### TASK OBJECTIVE
Retype verbatim the lines of the entries below that run from the line containing "Would you be able to point at the thin" through the last line of the entries, both included.

### DATA TO PROCESS
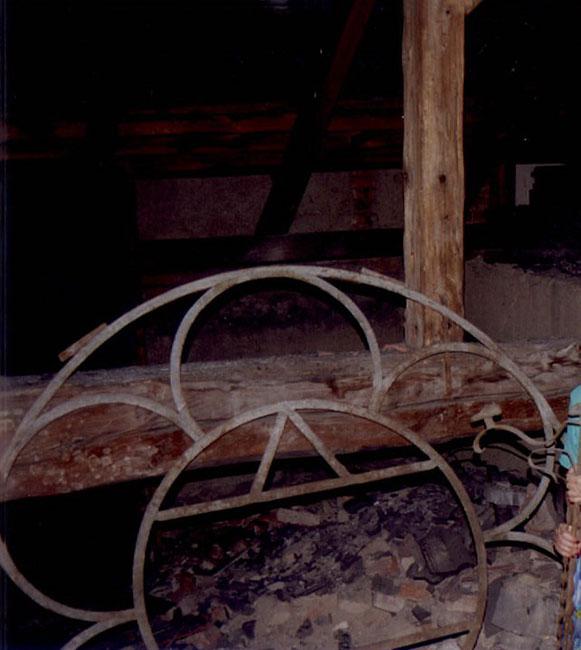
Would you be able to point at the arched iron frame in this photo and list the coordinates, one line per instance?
(39, 416)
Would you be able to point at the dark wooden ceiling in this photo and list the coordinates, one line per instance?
(213, 86)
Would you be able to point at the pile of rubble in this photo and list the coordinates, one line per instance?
(331, 572)
(351, 570)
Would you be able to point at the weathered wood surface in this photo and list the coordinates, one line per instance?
(433, 65)
(223, 139)
(291, 180)
(115, 443)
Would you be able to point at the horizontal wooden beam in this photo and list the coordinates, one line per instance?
(221, 139)
(107, 444)
(167, 255)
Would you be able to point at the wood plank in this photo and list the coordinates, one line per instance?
(291, 180)
(104, 445)
(433, 63)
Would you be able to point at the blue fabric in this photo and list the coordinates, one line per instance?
(572, 435)
(571, 446)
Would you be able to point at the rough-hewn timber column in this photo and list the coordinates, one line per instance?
(433, 65)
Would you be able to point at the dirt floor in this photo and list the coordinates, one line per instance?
(336, 571)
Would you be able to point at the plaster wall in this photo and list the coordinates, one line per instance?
(181, 208)
(509, 303)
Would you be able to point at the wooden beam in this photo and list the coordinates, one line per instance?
(169, 256)
(291, 180)
(107, 444)
(433, 63)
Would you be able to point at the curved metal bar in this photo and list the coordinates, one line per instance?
(46, 601)
(550, 424)
(302, 273)
(515, 537)
(319, 277)
(154, 513)
(75, 404)
(98, 628)
(65, 408)
(261, 274)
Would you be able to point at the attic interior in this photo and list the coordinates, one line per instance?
(151, 144)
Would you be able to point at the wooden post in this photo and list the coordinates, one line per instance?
(433, 65)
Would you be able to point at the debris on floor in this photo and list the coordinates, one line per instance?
(339, 571)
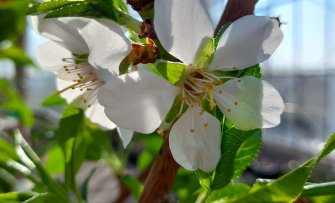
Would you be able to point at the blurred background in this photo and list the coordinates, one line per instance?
(302, 69)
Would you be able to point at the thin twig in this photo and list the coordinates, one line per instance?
(234, 10)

### EXERCISE OUTPUT
Would you be able to point at the thin twig in this photo and list the coordinates, one line per instance?
(234, 10)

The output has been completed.